▶ [Objectives]:
1: In the smoker forum thread, what did grupe attach to the bottom of the smoker to keep the wind from blowing out the flame?
2: List every problem grupe reports from the first time firing up the smoker, as described in the smoker forum thread.
3: Extend the smoker forum thread by writing the post that belongs under its final header.

▶ [Text block]:

++++++++++++++++++++

Things are looking good.  Be careful and enjoy.  And never do a test run with no meat!  At least throw a burger in there.


----------



## grupe (Dec 11, 2010)

Last weekend i fired it up for the first time. The fire did blow out once, but i think that was due to operator error. I think i will install a metal right around the burner to help keep the wind off the flame. The meet was falling off the bone and really tender. The flavor wasn't right and i didn't seem to get good smoke. I think i know what i did wrong so it shouldn't be hard to fix these two issues. I was going to do a brisket today, but it is -10 with the wind chill. Maybe need weekend.


----------



## grupe (Dec 20, 2010)

One more add on. I attached a coffee can to the bottom of the smoker to help stop wind from blowing out the flame. Don't look good, but it worked perfectly.


----------



## shoneyboy (Dec 20, 2010)

++++++++++++++++++++

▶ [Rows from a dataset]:
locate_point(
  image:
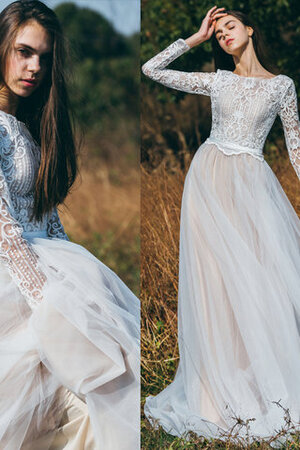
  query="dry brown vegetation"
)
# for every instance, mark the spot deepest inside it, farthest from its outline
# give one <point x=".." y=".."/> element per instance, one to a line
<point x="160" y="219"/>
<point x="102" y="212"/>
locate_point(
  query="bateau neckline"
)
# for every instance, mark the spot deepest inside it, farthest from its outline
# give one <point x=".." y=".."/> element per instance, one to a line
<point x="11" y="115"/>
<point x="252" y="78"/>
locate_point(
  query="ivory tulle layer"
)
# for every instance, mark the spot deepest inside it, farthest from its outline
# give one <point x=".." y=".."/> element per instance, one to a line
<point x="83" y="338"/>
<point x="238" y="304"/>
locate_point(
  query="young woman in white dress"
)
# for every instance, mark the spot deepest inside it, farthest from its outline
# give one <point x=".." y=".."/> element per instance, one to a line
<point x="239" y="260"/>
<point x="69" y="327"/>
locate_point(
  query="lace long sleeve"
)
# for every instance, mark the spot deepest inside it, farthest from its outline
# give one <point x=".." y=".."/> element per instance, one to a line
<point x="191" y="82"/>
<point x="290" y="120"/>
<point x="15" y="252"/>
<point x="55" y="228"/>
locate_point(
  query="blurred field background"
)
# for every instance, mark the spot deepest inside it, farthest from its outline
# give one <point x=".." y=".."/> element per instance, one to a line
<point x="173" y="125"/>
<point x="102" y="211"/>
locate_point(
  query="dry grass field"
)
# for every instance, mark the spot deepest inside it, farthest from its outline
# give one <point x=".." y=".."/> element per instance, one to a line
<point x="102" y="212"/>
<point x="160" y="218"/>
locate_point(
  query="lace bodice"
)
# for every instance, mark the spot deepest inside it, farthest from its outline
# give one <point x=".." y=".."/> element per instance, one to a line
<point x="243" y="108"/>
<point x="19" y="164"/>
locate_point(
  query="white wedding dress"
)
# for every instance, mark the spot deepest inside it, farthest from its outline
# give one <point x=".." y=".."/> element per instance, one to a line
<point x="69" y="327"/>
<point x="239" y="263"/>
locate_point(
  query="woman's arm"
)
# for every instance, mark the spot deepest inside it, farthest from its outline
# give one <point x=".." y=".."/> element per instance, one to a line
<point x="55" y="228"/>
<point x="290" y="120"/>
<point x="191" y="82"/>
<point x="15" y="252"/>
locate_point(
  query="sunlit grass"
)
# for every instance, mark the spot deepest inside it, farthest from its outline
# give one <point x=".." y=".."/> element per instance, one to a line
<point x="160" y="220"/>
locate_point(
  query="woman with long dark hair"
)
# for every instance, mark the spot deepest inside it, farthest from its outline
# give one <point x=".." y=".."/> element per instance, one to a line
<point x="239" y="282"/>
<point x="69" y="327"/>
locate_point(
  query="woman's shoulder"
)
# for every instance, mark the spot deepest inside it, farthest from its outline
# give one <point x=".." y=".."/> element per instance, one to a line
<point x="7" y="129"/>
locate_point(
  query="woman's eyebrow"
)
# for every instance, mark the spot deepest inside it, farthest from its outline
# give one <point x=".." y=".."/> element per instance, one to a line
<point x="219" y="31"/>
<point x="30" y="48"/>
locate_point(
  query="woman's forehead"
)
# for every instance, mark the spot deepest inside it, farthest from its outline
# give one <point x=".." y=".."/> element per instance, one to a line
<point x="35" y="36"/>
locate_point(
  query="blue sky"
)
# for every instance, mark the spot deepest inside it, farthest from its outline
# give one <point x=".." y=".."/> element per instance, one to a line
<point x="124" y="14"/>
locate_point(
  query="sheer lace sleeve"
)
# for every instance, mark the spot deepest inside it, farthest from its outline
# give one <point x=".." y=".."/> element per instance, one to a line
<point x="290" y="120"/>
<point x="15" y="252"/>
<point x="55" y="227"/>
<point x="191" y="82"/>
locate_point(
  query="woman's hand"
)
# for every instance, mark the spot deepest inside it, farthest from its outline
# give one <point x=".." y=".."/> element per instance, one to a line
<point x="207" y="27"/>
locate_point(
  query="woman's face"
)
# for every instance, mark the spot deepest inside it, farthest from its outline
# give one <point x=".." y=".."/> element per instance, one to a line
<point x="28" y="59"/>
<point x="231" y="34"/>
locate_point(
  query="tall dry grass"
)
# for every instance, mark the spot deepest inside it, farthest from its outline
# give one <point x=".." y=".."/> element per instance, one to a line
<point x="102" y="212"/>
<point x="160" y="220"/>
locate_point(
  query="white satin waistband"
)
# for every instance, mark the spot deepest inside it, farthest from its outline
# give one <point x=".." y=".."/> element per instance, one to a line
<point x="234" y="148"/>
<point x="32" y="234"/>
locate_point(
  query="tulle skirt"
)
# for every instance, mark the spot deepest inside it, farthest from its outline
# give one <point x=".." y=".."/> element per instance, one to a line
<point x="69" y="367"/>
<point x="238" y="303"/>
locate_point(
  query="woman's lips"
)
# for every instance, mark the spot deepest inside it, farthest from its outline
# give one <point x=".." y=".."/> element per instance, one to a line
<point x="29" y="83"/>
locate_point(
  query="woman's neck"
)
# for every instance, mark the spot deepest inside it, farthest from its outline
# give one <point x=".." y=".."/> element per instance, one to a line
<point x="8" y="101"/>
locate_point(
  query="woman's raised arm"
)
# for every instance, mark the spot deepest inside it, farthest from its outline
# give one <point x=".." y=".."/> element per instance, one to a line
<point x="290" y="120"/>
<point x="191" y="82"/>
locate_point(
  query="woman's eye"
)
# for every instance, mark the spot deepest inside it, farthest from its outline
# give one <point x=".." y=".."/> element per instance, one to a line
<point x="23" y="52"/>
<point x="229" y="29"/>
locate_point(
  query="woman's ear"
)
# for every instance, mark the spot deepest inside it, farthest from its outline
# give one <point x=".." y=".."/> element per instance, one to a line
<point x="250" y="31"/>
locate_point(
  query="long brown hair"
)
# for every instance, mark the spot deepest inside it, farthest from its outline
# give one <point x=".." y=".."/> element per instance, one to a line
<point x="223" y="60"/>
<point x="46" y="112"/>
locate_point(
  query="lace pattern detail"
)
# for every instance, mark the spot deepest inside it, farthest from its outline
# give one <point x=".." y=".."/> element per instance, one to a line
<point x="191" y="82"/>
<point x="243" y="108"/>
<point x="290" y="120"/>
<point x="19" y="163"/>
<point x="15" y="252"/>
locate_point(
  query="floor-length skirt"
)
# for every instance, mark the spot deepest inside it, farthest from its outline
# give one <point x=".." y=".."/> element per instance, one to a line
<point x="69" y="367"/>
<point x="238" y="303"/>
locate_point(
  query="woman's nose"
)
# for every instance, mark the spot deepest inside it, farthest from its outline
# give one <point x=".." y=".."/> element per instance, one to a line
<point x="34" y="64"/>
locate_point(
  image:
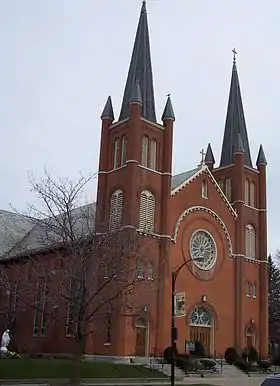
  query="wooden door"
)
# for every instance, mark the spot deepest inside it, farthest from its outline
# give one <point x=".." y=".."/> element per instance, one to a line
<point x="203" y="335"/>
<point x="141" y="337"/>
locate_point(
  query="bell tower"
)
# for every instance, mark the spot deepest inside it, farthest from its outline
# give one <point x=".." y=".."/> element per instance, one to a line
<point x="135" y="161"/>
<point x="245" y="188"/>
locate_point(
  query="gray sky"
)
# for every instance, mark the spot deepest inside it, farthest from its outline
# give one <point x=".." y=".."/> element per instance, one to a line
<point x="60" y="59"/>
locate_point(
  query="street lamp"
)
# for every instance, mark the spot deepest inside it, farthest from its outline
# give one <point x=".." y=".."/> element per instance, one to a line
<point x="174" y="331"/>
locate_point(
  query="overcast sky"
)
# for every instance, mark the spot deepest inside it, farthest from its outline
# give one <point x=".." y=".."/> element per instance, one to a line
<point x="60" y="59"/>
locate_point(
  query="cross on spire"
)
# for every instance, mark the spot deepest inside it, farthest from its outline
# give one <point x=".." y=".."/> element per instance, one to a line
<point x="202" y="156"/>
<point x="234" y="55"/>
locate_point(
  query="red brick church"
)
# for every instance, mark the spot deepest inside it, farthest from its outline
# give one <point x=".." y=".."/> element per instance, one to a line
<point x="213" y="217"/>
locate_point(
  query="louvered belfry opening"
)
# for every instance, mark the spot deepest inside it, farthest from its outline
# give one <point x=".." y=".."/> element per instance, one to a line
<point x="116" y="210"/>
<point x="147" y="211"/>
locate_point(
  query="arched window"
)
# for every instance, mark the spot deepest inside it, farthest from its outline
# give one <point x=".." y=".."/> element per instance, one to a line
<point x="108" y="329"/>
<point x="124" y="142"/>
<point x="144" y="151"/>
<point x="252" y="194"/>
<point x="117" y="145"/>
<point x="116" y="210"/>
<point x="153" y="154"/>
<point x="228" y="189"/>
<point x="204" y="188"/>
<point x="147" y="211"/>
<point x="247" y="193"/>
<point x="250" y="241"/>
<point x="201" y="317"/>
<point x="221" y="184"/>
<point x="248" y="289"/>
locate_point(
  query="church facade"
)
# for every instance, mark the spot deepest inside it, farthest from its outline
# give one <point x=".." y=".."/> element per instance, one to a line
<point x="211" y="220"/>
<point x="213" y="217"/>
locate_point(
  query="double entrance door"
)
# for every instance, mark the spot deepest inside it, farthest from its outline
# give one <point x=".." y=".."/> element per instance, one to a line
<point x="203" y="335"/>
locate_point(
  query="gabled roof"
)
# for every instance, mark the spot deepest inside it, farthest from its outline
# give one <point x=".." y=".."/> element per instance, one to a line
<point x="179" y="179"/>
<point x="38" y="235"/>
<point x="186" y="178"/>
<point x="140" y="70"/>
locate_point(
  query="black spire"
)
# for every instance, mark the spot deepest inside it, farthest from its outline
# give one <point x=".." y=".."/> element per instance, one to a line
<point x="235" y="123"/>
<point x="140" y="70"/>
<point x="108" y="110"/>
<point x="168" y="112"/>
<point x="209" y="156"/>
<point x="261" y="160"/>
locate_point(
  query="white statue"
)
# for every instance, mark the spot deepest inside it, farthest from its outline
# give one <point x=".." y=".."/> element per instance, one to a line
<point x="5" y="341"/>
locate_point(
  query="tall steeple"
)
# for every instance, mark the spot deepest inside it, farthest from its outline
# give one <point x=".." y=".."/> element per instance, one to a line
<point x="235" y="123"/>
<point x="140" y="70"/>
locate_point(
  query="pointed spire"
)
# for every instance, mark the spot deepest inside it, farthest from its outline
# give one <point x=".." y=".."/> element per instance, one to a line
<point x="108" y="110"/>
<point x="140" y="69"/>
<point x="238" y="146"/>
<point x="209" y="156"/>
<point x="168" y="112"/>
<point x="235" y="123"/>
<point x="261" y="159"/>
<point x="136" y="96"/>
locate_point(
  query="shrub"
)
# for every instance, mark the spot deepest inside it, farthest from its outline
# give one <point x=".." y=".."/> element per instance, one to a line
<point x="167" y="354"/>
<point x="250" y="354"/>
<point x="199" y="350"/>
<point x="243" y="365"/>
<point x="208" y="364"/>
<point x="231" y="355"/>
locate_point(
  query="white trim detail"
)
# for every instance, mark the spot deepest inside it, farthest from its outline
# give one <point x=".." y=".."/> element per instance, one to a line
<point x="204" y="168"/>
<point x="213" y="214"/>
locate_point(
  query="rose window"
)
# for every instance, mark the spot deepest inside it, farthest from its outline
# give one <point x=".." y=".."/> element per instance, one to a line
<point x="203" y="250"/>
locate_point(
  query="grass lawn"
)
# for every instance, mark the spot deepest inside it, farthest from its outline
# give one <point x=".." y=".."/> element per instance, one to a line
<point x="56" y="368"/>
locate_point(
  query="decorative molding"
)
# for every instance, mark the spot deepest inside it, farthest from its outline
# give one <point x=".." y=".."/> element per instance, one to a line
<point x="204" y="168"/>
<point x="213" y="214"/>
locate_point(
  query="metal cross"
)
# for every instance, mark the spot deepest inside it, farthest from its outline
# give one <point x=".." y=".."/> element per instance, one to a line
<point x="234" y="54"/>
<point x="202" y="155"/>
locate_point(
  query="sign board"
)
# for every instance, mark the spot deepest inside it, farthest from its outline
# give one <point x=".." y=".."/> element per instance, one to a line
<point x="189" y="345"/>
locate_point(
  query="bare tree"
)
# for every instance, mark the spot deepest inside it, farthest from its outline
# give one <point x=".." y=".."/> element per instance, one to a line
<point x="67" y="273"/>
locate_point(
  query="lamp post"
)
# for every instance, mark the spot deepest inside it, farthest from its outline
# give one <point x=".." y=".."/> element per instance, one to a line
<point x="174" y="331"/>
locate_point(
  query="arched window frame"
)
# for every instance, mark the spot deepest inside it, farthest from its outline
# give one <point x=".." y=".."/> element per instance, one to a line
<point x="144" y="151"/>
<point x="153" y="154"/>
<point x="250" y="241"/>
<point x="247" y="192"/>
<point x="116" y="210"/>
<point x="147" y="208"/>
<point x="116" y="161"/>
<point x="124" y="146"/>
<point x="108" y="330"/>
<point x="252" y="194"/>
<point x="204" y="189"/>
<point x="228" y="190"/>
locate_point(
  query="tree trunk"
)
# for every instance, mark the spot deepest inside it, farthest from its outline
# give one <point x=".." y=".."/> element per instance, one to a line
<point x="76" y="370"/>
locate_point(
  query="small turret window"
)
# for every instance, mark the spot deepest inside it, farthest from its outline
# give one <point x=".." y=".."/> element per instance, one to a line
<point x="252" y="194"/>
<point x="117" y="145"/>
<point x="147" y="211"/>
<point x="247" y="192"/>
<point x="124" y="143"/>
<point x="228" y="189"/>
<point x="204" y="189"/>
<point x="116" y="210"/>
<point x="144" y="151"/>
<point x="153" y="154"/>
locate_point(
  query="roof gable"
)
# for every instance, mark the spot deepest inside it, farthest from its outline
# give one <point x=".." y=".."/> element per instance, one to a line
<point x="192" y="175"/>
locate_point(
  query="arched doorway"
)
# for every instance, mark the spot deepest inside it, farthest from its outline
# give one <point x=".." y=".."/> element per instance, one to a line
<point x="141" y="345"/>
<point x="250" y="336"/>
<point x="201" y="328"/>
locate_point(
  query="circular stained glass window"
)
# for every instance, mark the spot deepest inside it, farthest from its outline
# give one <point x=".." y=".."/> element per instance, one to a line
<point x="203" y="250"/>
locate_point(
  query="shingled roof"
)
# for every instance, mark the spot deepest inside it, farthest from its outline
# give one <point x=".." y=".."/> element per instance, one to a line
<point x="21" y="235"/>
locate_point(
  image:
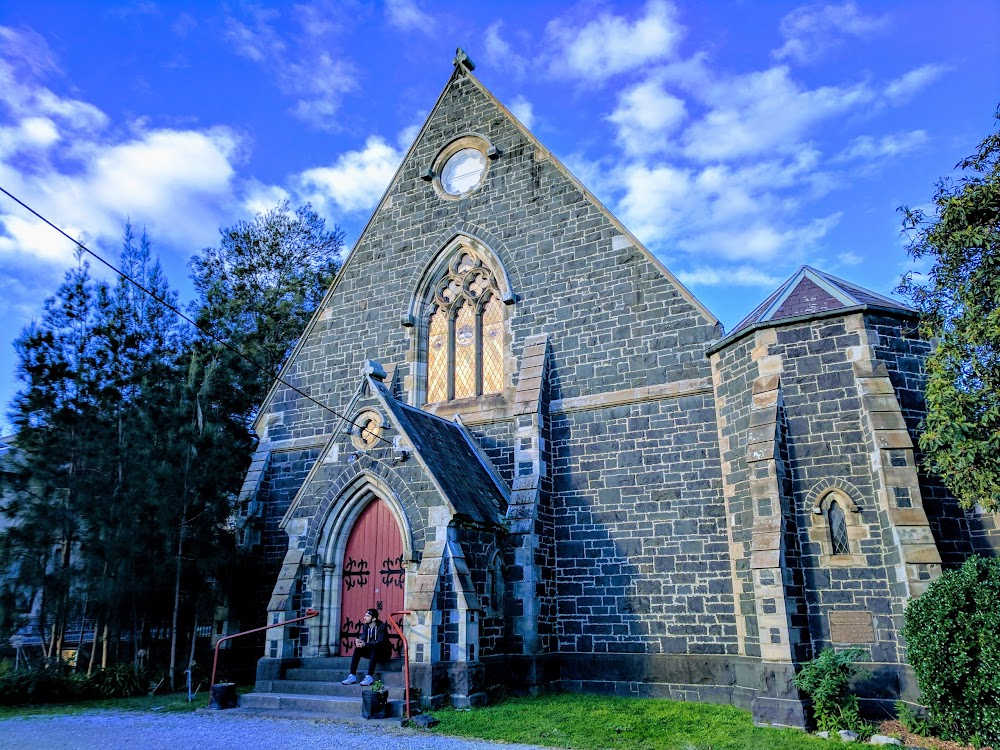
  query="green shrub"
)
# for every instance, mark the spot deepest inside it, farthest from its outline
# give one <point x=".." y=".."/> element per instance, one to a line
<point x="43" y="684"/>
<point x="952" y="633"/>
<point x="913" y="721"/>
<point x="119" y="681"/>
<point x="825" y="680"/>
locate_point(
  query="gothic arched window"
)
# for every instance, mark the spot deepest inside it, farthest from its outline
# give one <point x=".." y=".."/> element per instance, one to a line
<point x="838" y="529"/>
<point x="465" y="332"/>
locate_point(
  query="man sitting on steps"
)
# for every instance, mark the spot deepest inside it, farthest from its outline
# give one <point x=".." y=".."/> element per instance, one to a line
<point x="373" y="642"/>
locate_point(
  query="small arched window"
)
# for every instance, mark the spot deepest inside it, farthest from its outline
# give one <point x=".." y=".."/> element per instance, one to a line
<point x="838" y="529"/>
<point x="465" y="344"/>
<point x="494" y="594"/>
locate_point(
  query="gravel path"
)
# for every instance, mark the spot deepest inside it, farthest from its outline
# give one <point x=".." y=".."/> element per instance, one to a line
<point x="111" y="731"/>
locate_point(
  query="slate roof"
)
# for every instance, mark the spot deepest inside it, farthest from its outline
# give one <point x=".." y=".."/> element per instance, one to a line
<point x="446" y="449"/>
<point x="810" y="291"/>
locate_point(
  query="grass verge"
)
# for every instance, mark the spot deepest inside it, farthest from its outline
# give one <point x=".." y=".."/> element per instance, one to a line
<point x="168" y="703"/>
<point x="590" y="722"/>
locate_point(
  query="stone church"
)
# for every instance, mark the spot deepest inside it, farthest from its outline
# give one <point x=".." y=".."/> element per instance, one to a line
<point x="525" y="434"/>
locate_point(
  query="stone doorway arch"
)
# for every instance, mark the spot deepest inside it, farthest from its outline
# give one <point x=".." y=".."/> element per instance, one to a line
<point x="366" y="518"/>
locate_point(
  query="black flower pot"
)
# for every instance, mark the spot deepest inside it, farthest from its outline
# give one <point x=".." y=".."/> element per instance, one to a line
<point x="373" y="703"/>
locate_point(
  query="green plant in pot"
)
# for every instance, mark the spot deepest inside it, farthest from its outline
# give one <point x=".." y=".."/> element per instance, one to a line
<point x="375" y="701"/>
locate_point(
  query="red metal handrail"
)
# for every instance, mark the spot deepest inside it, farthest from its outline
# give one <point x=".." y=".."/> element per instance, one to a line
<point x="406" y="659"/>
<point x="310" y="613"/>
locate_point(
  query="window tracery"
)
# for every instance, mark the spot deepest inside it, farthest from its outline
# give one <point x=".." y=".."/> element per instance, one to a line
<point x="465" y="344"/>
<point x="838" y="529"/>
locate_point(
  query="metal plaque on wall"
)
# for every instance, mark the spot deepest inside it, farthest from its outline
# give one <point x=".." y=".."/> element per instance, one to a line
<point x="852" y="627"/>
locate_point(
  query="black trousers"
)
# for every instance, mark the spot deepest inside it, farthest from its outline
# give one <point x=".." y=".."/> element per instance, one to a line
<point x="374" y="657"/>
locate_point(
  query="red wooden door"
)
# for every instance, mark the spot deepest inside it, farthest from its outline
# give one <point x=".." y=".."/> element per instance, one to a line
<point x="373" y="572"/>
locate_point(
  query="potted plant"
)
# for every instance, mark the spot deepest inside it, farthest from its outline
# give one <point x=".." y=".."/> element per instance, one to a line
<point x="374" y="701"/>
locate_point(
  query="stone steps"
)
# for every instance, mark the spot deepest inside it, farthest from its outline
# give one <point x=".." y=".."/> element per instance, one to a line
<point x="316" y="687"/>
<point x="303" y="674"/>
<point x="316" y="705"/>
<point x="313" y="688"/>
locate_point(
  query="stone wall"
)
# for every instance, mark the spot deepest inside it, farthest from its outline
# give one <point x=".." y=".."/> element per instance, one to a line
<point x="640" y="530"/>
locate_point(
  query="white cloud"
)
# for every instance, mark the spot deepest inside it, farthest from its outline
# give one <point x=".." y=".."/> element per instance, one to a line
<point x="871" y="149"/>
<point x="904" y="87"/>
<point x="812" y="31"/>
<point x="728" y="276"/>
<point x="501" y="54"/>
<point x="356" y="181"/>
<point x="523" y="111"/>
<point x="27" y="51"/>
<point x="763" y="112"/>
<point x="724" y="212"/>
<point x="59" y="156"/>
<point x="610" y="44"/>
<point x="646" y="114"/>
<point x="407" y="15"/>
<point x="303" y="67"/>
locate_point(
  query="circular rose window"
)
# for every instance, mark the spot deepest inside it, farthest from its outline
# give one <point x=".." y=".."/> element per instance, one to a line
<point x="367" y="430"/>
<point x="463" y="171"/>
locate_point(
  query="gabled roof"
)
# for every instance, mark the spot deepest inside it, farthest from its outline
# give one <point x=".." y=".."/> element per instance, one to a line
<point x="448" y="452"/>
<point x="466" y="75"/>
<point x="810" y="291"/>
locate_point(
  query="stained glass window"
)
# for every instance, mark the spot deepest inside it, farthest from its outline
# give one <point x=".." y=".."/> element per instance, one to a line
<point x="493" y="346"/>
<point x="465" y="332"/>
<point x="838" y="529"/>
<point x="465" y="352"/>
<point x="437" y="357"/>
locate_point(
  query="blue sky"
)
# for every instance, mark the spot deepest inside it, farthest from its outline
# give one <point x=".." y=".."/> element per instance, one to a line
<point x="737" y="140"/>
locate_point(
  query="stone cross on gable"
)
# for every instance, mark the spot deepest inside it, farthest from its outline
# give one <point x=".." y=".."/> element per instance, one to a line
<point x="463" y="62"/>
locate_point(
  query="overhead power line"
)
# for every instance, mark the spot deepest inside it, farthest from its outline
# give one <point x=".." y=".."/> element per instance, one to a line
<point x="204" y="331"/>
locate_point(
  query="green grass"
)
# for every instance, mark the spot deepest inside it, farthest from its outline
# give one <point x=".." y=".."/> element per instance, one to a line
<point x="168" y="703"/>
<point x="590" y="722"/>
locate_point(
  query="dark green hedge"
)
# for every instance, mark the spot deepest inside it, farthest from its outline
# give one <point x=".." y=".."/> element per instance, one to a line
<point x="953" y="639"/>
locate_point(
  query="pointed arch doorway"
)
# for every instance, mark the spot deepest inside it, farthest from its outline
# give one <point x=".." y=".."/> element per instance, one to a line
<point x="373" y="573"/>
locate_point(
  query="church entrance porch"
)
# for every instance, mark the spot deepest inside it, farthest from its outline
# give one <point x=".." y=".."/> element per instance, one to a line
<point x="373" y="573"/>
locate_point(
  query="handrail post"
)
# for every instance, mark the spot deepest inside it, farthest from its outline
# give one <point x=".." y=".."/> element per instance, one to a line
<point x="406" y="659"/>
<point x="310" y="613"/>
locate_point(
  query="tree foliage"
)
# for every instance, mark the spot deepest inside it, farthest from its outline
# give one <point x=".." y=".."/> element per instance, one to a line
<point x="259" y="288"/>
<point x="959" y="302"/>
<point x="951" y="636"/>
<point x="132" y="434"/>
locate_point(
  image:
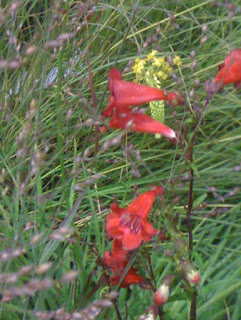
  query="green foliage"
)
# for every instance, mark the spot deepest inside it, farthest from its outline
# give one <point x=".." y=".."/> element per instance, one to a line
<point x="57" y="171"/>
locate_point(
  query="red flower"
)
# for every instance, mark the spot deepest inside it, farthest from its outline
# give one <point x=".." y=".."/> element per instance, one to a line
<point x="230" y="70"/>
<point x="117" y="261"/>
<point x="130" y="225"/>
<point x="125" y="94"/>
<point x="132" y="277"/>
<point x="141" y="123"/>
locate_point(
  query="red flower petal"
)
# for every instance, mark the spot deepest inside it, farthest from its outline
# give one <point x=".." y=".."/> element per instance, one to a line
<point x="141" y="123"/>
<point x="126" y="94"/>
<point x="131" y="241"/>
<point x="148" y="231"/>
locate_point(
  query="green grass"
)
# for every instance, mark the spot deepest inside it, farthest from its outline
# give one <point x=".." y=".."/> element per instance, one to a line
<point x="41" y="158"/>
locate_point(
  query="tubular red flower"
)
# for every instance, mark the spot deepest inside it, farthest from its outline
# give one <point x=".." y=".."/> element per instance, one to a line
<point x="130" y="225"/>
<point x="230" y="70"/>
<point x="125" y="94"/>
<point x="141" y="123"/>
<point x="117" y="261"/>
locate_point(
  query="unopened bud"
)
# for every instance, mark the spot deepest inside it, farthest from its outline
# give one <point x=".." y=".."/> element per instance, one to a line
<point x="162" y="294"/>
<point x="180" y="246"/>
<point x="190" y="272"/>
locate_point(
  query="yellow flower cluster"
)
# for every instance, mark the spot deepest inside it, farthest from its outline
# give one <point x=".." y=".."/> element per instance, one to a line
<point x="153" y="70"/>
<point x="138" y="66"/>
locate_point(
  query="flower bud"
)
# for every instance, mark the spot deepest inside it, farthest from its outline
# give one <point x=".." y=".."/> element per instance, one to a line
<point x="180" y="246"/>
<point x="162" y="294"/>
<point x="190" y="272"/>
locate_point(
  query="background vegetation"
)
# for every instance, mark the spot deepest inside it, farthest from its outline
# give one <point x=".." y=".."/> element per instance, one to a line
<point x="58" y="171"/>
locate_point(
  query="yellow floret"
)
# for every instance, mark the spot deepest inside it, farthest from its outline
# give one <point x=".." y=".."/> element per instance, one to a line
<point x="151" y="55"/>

++++++++++++++++++++

▶ [Solved tasks]:
1: A coffee can.

2:
- The fire blew out once.
- The flavor wasn't right.
- The smoker didn't seem to produce good smoke.

3:
grupe, I didn't think about doing that, I may have to make myself one for mine. Looks like it will keep the wind off the flame. Did you up-size the regulator? I have been trying to get my temperature down under 150 deg, but haven't had much luck so far. What is the lowest temperature you can get? I wanted to try smoking some cheese and felt that if I go over 100 deg,  I will have a cheese melt on my hands. I think I'm going to invest in an amazing smoker and use it with no other heat source. Shoneyboy


----------



## grupe (Dec 21, 2010)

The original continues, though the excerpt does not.